### EXTRACTED ENTRIES
=== Section Start ===

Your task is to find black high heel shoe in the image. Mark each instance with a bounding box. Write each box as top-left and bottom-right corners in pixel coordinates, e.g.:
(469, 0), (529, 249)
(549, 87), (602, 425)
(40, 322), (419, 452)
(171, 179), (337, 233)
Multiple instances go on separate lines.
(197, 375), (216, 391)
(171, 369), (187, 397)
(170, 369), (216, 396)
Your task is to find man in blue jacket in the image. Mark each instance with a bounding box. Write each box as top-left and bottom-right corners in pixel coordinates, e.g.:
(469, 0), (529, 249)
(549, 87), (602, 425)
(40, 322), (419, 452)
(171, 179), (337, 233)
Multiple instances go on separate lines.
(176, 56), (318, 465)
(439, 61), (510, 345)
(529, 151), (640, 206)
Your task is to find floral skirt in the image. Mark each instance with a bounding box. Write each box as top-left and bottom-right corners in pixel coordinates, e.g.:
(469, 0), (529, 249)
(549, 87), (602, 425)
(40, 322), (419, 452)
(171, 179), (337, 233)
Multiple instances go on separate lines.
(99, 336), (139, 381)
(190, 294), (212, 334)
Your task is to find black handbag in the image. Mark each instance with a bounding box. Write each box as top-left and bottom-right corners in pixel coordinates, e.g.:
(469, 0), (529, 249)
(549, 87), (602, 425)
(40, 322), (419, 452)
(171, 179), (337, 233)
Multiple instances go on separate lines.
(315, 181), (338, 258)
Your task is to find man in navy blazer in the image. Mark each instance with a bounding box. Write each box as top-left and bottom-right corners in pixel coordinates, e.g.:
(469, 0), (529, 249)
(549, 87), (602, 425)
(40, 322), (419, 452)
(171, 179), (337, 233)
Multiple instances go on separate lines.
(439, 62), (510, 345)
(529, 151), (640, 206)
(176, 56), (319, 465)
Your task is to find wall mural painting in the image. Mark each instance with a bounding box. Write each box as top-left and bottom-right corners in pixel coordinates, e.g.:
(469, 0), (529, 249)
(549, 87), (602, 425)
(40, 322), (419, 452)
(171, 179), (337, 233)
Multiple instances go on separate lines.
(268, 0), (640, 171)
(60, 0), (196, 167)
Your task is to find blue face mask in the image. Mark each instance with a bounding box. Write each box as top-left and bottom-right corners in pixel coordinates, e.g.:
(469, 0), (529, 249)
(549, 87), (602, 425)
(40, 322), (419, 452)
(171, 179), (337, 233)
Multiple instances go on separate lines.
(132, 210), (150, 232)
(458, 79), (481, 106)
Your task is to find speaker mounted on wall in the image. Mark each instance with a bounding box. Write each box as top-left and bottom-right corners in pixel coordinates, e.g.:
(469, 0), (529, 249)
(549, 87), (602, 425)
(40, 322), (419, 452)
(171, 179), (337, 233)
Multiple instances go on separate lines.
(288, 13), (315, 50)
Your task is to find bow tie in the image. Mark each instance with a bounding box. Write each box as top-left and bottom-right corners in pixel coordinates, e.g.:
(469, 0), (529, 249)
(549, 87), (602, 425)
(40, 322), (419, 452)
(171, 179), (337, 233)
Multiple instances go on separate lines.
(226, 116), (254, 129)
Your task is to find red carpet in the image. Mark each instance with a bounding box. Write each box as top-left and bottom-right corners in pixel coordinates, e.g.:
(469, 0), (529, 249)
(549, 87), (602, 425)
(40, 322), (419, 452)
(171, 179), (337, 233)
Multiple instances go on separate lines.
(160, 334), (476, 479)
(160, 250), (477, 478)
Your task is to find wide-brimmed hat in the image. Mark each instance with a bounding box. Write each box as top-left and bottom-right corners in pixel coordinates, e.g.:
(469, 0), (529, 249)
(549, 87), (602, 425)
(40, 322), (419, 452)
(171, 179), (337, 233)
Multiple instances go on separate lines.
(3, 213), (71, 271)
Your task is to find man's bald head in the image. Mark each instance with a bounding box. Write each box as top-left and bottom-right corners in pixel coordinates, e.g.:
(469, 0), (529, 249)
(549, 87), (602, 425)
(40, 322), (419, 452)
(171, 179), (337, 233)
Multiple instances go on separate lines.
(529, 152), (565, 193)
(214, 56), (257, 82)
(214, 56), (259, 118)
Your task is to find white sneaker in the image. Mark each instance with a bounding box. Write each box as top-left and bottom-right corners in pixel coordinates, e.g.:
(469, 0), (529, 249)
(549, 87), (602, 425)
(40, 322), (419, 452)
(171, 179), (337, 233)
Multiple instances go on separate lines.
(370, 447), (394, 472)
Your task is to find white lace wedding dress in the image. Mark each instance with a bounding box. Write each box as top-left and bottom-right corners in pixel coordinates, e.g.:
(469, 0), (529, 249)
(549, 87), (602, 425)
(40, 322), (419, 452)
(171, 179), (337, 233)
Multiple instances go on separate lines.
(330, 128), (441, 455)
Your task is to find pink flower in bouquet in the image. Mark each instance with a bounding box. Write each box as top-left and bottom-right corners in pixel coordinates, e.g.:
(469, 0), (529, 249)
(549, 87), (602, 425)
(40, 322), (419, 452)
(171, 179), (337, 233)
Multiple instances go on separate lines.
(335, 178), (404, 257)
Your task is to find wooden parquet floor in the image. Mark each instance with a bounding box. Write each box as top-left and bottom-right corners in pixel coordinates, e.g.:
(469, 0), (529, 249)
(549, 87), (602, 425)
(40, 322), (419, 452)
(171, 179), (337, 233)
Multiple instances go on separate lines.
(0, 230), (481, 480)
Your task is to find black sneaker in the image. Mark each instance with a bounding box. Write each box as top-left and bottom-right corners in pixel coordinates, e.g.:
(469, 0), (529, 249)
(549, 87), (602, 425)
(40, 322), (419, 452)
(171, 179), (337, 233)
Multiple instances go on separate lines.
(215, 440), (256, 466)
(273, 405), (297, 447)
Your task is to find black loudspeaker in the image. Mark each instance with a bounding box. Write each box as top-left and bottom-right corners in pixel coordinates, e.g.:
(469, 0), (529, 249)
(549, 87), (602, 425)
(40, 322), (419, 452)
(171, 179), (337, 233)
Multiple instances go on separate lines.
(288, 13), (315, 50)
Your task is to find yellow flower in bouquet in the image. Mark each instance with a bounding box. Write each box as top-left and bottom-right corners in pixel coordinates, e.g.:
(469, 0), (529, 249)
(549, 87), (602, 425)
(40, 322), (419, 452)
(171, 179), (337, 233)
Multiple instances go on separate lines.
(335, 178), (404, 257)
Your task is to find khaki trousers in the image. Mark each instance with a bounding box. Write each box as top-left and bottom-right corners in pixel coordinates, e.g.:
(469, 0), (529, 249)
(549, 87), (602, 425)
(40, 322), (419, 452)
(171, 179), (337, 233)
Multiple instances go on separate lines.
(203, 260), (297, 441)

=== Section End ===

Write out each line above that contains the word "blue".

### RESULT
Your task is to find man in blue jacket in the image. Mark each instance with a bounding box. Write each box as top-left and bottom-right corners in pixel coordinates, e.g.:
Your task is to find blue face mask in the image. Mark each instance with a bounding box. Write each box as top-left and bottom-right corners in pixel coordinates, e.g.:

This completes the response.